- _EXCERTO PARA LEITURA_:

De repente, todas as cabeças se voltam, reflexivamente, para aquela voz ousada e desafiadora, que faz submergir o povo libertador em tamanha descrença. Outra vez? E não é que o querem fazer grande, de novo?
Abro aqui um pequeno parêntesis, para pedir desculpa ao prezado leitor, pelo irresistível e injustificado anglicanismo do título, ou talvez não. O futuro di-lo-á.
Que o juízo do povo não se espante, nem se preste a respirar sob ondas de bizarra perplexidade! Tal como Midas convertia em ouro tudo em que tocava, vai ser dada, de novo, voz à patuleia, perante os fantásticos ficcionistas de varinhas de condão que se obrigam a prometer os impossíveis, porque dos possíveis ela já se fartou.
E justificadamente, porque isto de ir às urnas já não tem o mesmo glamour dos tempos de antanho, do saudoso major em que, segundo reza a lenda, o povo era ofertado com micro-ondas.

- _REQUISITOS DA TAREFA_: Continue o texto sobre as promessas eleitorais e a ida às urnas a partir da última frase.

- _MATERIAL APRESENTADO_:
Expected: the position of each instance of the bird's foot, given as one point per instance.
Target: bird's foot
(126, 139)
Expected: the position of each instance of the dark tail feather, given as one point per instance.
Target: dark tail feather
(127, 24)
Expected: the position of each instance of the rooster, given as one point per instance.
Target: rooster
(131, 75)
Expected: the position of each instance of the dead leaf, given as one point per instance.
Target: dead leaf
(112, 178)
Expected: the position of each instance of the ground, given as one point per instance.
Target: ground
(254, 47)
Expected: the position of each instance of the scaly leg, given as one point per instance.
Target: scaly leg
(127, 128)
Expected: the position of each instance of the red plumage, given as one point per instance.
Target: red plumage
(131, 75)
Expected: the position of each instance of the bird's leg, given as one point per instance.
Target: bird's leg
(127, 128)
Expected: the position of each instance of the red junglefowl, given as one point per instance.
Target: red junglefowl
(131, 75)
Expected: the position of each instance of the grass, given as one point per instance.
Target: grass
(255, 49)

--

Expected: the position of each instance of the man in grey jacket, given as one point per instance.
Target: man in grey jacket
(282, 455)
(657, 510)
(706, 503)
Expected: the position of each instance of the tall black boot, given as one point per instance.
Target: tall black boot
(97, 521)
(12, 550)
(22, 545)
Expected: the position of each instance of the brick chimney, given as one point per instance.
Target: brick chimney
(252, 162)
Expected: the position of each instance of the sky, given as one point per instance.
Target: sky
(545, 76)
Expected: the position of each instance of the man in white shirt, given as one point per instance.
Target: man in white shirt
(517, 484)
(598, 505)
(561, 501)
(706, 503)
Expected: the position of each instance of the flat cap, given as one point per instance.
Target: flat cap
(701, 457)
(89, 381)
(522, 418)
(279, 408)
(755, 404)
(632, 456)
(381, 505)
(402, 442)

* * *

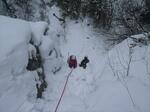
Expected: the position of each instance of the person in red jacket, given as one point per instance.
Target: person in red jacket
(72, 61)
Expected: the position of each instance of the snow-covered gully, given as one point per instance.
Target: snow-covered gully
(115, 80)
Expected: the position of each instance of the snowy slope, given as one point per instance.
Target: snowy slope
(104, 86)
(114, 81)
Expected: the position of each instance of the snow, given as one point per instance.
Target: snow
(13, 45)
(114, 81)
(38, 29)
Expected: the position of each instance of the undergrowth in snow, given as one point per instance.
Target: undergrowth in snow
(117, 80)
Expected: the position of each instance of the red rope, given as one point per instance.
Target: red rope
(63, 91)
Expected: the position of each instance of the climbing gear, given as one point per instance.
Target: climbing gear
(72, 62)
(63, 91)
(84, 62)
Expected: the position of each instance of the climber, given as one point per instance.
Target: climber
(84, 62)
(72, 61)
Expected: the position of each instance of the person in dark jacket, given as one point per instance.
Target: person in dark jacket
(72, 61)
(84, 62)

- _RESULTADO ESPERADO_:
Sim, porque, sem prejuízo de saber se me é permitido falar em seu nome, atrevimento só desculpável por vivermos tempos de achismos, não me parece que o povo possa ter deixado de saudar legislativas emocionantes, em que as narrativas fantásticas se ajustavam a um clima emocional propício à promessa de oferta de pancada ao indivíduo que, maldosamente, acusava o mandante de estar de férias, olhando, como Nero, para os fogos de Pedrógão.
Isto, agora, já não tem graça nenhuma. Submergido na descrença, incapaz de conter o seu irreprimível espanto, o povo atónito, silenciado, coça, contemplativamente, o couro cabeludo diante da grande plateia que é o seu reflexo no espelho, ao ver que nunca teve outra condição, que não a de fazer número, massa, amontoado, em comicieiras multidões anónimas.
Novos e velhos atores, mediatizados pela sétima arte, irão desfilar diante daqueles que, visivelmente cansados da ineficácia do seu voto nas urnas, lá vão, de novo, num jogo invertido, ajustar-se à defesa dos ditames de seus íntegros defensores.
E o problema maior é que não há garantias de que se ultrapasse esta cultura paroquial, encerrada numa amálgama de interesses pessoais, ou de casino, esta cultura de permanente revisitação de Portugal dos Pequenitos.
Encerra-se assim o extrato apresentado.